**THE TASK:**
Reproduce the midterm project instructions below word for word, from the title line to the last numbered item.

**QUOTED PASSAGE:**
□ □ □ □
Midterm (Due Sunday 2/13/2022 at 11:55 pm)

Please submit your .Rmd and .html files in Sakai. If you are working together, both people should submit the files.

60 / 60 points total

The goal of the midterm project is to showcase skills that you have learned in class so far. The midterm is open note, but if you use someone else’s code, you must attribute them.

Instructions: Before you get Started

  1. Pick a dataset. Ideally, the dataset should be around 2000 rows, and should have both categorical and numeric covariates. Choose a dataset with more than 4 columns/variables.
  • Potential Sources for data: Tidy Tuesday: https://github.com/rfordatascience/tidytuesday.
  • See other data sources in the #data channel on Slack.
  • Note that most of the Tidy Tuesday data are .csv files. There is code to load the files from csv for each of the datasets and a short description of the variables, or you can upload the .csv file into your data folder.
  • You may use another dataset or your own data, but please make sure it is de-identified.
  1. Define a research question, involving at least one categorical variable. You may schedule a time with Jessica or Colin to discuss your dataset and research question, or you may message it to one of us in slack or email. Please do one of the two options pretty early on. We just want to look at the data and make sure that it is appropriate for your question.

  2. You must use each of the following functions at least once:

  • mutate()
  • group_by()
  • summarize()
  • ggplot()

and at least one of the following:

  • case_when()
  • across()
  • *_join() (i.e. left_join())
  • pivot_*() (i.e. pivot_longer())
  1. The code chunks below are guides, please add more code chunks to do what you need.
□ □ □ □
**PROVIDED RECORDS:**
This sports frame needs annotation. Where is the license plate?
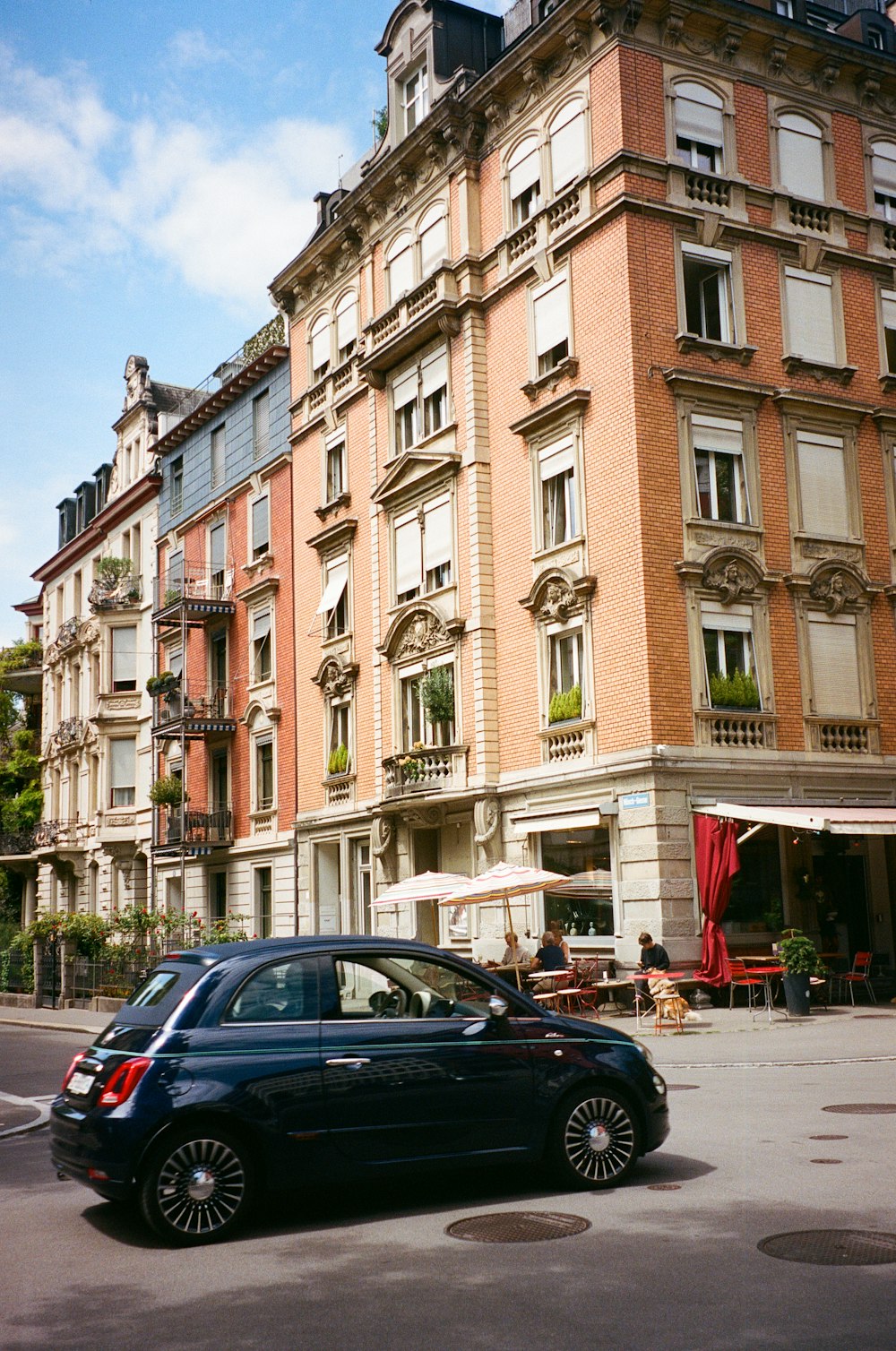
[65,1070,93,1097]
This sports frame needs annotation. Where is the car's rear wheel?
[139,1127,254,1247]
[548,1088,641,1188]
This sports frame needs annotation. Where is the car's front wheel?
[548,1088,641,1188]
[139,1127,254,1247]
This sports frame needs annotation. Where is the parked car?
[50,936,669,1244]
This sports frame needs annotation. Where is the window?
[252,389,271,460]
[507,136,542,226]
[401,66,430,136]
[111,624,136,691]
[337,290,358,366]
[681,243,736,342]
[252,608,271,685]
[252,493,271,559]
[393,493,454,604]
[796,431,853,539]
[255,867,271,940]
[418,202,449,277]
[211,425,224,487]
[777,112,827,202]
[308,314,330,385]
[109,740,136,806]
[255,732,274,812]
[872,141,896,220]
[880,290,896,375]
[208,521,227,600]
[385,231,414,305]
[702,601,761,710]
[547,100,585,194]
[675,80,724,173]
[323,428,346,503]
[168,455,184,515]
[538,436,579,548]
[531,273,569,375]
[317,554,349,638]
[392,348,449,455]
[691,413,750,523]
[784,268,840,366]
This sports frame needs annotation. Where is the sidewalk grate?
[444,1210,590,1243]
[757,1229,896,1266]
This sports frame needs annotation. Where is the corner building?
[271,0,896,963]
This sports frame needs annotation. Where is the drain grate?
[444,1210,590,1243]
[757,1229,896,1266]
[822,1103,896,1116]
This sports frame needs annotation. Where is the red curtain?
[694,813,741,985]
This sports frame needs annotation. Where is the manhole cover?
[444,1210,590,1243]
[757,1229,896,1266]
[822,1103,896,1116]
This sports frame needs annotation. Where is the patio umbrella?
[370,873,469,938]
[439,862,564,989]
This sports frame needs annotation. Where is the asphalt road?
[0,1029,896,1351]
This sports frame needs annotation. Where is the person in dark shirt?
[638,933,672,971]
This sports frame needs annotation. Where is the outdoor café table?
[745,959,787,1023]
[628,971,684,1031]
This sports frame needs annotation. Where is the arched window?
[337,290,358,365]
[308,314,330,383]
[547,99,585,194]
[872,141,896,220]
[779,112,827,202]
[418,202,449,277]
[385,232,414,305]
[507,136,542,226]
[675,80,724,173]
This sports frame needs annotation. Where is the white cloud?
[0,44,354,305]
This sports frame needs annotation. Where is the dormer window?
[401,66,430,136]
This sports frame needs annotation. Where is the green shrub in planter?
[547,685,582,723]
□ □ □ □
**RESULT OF THE TASK:**
Midterm (Due Sunday 2/13/2022 at 11:55 pm)

Please submit your .Rmd and .html files in Sakai. If you are working together, both people should submit the files.

60 / 60 points total

The goal of the midterm project is to showcase skills that you have learned in class so far. The midterm is open note, but if you use someone else’s code, you must attribute them.

Instructions: Before you get Started

  1. Pick a dataset. Ideally, the dataset should be around 2000 rows, and should have both categorical and numeric covariates. Choose a dataset with more than 4 columns/variables.
  • Potential Sources for data: Tidy Tuesday: https://github.com/rfordatascience/tidytuesday.
  • See other data sources in the #data channel on Slack.
  • Note that most of the Tidy Tuesday data are .csv files. There is code to load the files from csv for each of the datasets and a short description of the variables, or you can upload the .csv file into your data folder.
  • You may use another dataset or your own data, but please make sure it is de-identified.
  1. Define a research question, involving at least one categorical variable. You may schedule a time with Jessica or Colin to discuss your dataset and research question, or you may message it to one of us in slack or email. Please do one of the two options pretty early on. We just want to look at the data and make sure that it is appropriate for your question.

  2. You must use each of the following functions at least once:

  • mutate()
  • group_by()
  • summarize()
  • ggplot()

and at least one of the following:

  • case_when()
  • across()
  • *_join() (i.e. left_join())
  • pivot_*() (i.e. pivot_longer())
  1. The code chunks below are guides, please add more code chunks to do what you need.